YOUR ASSIGNMENT: Filter the listing so that only lines with the word "upstairs" remain.

THE DATA:
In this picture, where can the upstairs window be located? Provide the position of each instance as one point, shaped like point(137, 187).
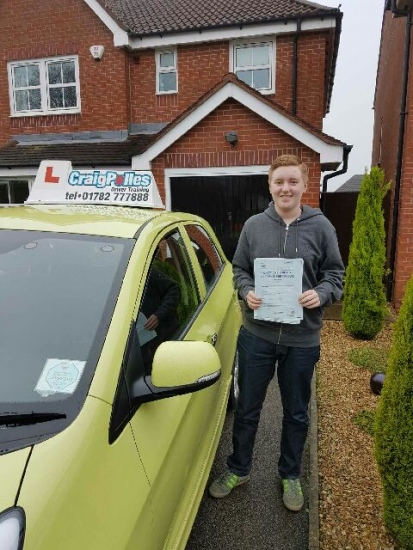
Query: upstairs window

---

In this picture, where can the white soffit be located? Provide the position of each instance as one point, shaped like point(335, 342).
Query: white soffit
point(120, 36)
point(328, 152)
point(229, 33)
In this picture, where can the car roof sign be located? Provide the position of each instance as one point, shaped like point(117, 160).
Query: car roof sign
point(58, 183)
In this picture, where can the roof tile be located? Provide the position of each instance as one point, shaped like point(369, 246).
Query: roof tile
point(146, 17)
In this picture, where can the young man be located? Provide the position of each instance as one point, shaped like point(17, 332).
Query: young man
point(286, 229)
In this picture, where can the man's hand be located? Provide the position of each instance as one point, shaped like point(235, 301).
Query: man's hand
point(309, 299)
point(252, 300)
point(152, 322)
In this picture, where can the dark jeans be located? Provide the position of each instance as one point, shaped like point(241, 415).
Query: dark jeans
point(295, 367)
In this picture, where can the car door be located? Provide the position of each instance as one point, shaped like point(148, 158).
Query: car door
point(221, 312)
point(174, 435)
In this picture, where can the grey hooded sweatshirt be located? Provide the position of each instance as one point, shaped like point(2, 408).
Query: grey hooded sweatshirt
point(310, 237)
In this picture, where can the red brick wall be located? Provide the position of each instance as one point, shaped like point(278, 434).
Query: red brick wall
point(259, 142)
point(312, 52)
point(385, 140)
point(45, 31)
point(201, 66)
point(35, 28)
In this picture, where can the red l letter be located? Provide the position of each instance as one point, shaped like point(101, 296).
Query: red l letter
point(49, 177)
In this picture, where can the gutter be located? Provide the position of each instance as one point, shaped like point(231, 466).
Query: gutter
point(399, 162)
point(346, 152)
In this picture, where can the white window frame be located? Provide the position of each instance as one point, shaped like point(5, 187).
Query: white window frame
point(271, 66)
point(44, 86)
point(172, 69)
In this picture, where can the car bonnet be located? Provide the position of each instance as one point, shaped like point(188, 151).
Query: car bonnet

...

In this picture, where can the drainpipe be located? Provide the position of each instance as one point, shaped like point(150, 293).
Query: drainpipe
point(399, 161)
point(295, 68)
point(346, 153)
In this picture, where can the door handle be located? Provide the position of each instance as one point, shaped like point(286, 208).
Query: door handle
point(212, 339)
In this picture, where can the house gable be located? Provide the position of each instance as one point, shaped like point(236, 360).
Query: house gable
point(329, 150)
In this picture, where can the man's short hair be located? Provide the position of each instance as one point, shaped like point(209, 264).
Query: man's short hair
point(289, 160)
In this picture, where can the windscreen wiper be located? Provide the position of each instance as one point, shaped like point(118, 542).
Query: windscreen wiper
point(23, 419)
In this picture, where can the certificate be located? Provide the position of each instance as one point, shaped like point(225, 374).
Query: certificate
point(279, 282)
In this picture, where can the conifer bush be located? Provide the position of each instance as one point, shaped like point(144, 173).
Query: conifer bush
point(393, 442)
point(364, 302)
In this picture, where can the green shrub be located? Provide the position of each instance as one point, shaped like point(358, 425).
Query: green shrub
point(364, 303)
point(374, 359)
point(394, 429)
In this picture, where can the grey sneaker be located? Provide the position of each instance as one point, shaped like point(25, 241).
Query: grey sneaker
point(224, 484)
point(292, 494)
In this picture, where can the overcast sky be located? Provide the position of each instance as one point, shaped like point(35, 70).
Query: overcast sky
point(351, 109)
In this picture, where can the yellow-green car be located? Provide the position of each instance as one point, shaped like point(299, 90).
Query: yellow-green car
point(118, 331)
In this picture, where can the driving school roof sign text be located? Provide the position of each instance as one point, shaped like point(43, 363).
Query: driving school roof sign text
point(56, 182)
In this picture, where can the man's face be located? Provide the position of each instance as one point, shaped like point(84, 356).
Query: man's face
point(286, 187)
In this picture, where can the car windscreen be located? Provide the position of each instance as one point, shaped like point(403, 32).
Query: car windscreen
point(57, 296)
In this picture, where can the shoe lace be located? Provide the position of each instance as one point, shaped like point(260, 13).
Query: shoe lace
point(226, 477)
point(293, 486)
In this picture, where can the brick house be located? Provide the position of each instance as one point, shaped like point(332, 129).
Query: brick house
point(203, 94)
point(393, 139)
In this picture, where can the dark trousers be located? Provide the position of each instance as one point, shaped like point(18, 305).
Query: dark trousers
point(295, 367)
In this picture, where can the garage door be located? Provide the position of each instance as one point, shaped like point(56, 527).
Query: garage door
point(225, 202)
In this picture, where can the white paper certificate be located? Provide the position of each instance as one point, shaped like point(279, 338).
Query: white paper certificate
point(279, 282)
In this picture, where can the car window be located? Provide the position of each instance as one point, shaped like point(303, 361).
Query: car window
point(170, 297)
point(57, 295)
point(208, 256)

RESPONSE TO THE TASK:
In this picture, where can the upstairs window be located? Provide the position of each instance as one point, shaped like point(137, 187).
Query: upstairs window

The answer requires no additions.